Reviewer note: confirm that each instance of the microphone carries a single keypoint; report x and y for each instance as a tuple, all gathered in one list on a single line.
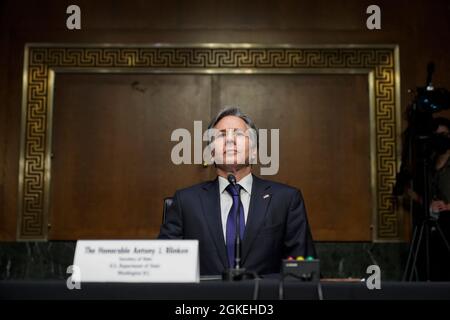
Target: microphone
[(430, 71), (237, 239)]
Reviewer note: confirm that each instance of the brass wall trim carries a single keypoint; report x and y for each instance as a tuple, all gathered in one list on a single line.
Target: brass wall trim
[(42, 61)]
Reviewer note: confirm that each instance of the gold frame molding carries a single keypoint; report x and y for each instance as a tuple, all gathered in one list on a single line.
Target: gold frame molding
[(42, 61)]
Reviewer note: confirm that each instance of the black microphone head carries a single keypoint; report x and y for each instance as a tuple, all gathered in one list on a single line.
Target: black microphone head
[(430, 67), (231, 179)]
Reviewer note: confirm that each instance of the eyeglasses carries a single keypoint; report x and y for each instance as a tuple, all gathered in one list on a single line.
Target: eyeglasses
[(233, 132)]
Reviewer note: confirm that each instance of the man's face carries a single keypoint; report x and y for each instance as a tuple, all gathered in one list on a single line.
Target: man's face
[(231, 143)]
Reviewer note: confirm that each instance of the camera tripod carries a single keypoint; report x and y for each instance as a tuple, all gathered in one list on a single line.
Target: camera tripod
[(422, 232)]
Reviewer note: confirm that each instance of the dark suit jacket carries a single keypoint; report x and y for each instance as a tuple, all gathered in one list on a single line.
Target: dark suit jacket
[(277, 226)]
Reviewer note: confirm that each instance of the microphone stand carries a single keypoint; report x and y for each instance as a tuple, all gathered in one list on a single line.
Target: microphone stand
[(237, 273)]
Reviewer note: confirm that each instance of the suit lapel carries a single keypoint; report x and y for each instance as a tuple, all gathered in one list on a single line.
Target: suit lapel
[(211, 210), (259, 202)]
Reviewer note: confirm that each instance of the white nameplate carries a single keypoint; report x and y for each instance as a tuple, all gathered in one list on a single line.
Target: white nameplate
[(137, 260)]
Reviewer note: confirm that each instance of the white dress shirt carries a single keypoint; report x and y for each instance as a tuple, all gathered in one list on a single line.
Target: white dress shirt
[(226, 201)]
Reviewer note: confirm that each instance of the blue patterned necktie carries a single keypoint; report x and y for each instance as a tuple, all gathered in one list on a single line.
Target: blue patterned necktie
[(236, 208)]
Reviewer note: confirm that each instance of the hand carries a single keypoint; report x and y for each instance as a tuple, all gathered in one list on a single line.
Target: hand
[(438, 206)]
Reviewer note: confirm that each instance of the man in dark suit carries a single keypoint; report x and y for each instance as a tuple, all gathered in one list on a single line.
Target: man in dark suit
[(272, 217)]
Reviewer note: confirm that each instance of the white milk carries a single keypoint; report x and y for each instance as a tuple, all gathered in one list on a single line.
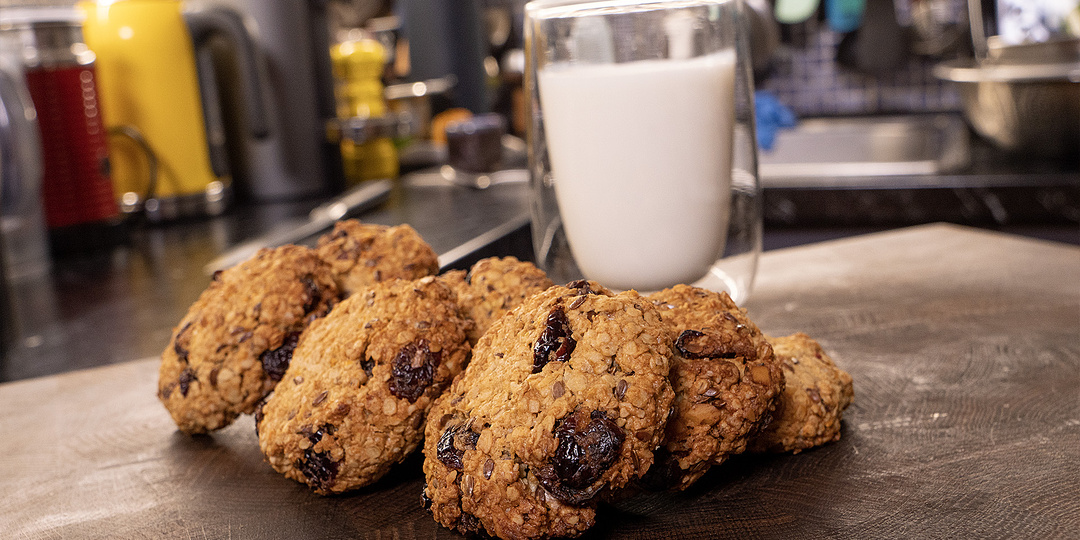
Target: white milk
[(640, 156)]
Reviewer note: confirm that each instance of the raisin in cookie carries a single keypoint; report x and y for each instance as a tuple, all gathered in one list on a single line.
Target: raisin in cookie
[(564, 402), (362, 254), (726, 379), (810, 408), (237, 339), (353, 400), (494, 286)]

━━━━━━━━━━

What you will do: Leave the pictures out, and transcribe each of the records exactly.

The output:
Reviewer note: confirm that each instance of the microphone carries a single keypoint; report x and y for each instance as a tuple, all gathered in one list on a single line.
Target: microphone
[(430, 71), (237, 239)]
Reviewer note: confirm that each instance of the brass wall trim carries a single keypoint; report x and y for each instance as a tuple, all gathered in one list on a single line.
Target: brass wall trim
[(42, 61)]
Reviewer note: confirm that each instance of the gold frame molding carries a single keypoint; report x and y for each instance as a tuple, all gathered in one list on a single line.
Target: gold frame molding
[(42, 61)]
Reviewer note: confirm that each instance of the black microphone head carries a single keypoint; report x and y for each instance as a tuple, all gathered in one list on a single line.
Target: black microphone head
[(430, 67), (231, 179)]
Reviewer note: confirm that each instance of the eyeglasses carries a single keypoint; report x and y for each instance as a tuple, all gathered in one list on a single line.
Target: eyeglasses
[(233, 132)]
Reviewer note: confirm that each instance of the man's face carries a single keypoint; report x and y for each instance as a tuple, all gathered in one list on a single line.
Target: man's face
[(231, 143)]
Reviewer note: confirm that each instance of the camera tripod carries a single keypoint; report x and y for each instance as a tuple, all gathered in one list on a single line.
Target: camera tripod
[(422, 232)]
Reviewer note: confirm that each instance of the dark suit jacket carries a single keypoint; report x and y for each instance as a tuple, all gathered in one list on a single line.
Target: dark suit jacket
[(277, 226)]
Reviewer note: confirm that each instance of the microphone stand carries a single keypoint; report x and y for each instance as a tuple, all gathered in one list on a single line.
Target: microphone stand
[(237, 273)]
Reviewer note: confirm that each instance of the suit lapel carries a single keypoint; report x and y for each instance as a tuple, all gathered in one list on a single line.
Target: suit lapel
[(211, 210), (259, 202)]
Reviewer note: confirm that each instance of the white nameplate carries a single keypoint; report x and y for each instance as a tuple, all gathered in one list on a single line.
Target: white nameplate
[(137, 260)]
Reviewer note: confirm that each instance of the white dress shirt carries a single keypoint; report x and y for each instance as a tuple, all gathered in one list on a single line.
Target: white dress shirt
[(226, 201)]
Reviewer note: confirm that each instance of the blue patterned necktie carries a single keypoint; report x and y for each instance as a tuple, all gathered in one list on a single line.
Target: blue patterned necktie
[(236, 208)]
Reviewer note: confirm that each instance of the hand carries a single keypoint; report x and y for each instance as a tuple, all gathered in one list on a single line.
Target: hand
[(438, 206)]
Reviewer note: confirm that each instance of the man in dark suit carries a single keypoint; report x and y for each instance as a tuple, all gathered in one list on a single line.
Target: man in dark suit
[(272, 217)]
Reviewer note: confirm that each instance of the white milk carries a single keypoint; report x and y for each instance as a tuple, all gathered in one list on a single line.
Target: white milk
[(640, 156)]
Reviewer note: confirm that each instance of the raisin in cookie carries a single keypoint; report x and y for each instance as a tuple, all gathered in one list on a single line.
Target: raisin in cookie
[(564, 402), (362, 254), (726, 379), (810, 408), (237, 339), (353, 400), (494, 286)]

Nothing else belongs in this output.